Be it the allocation of 2G spectrum or the conduct of the Commonwealth Games, the Comptroller and Auditor General (CAG) has rarely lost an opportunity to present itself as a corruption watchdog. But when it comes to turning the gaze within, it has a lot of explaining to do.
After the subject was taken up at workshops organised at the CAG’s academy in Shimla in 2009-2010, an unprecedented analysis of the “cancer of corruption” in field offices and staff was commissioned, but when the report was finally circulated four months ago, it was quietly withdrawn within days.
No official copy is available with the CAG now but a copy, obtained by The Sunday Express, reveals a sweeping range of irregularities detected: from seeking unauthorised favours to fudging of audit records, demanding bribes by staff to fake audits being used as blackmail.
The report has been authored by S B Pillay, who is Deputy Additional CAG in New Delhi, and was assigned the task of analysing the extent of corruption within. The result was his 24-page booklet titled: “The challenge of the coming decade: combating corruption in field offices.”
In the report, Pillay admits that participants at workshops conducted in Shimla “unanimously agreed that corruption exists at all levels including Group A...” and that “the cancer (of corruption) has spread to the good parts as well.” Sources said that such a frank admission in the report — marked for “internal use only” — was perhaps one reason the report was withdrawn after a large number of copies were circulated —- along with a covering letter —- at the CAG’s headquarters in New Delhi.
******************************
Answer these questions about the article on the CAG's internal corruption report:
1. In which city is the CAG academy that hosted the workshops?
2. How many pages long is the booklet written by S B Pillay?
3. How long ago was the report circulated?
The segmentation mask rows have nothing to do with the article.

Segmentation mask data
******************************
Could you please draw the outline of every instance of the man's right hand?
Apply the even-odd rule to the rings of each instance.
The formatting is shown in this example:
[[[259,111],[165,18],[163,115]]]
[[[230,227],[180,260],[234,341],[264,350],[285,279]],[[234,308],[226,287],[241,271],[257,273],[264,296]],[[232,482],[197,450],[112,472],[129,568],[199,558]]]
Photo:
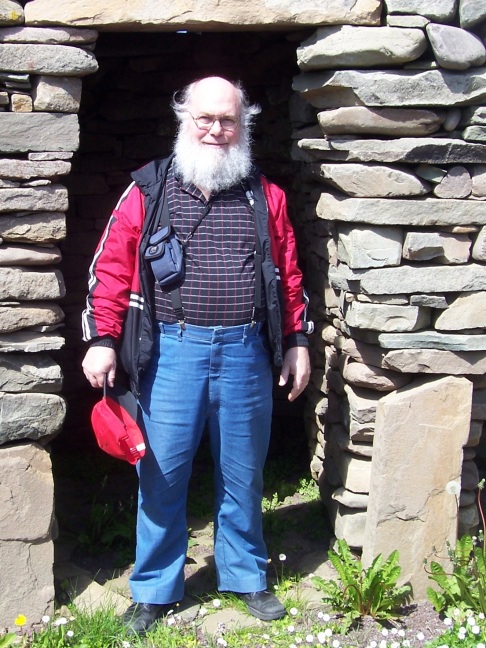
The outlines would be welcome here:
******************************
* Task result:
1. Shimla
2. 24 pages
3. Four months ago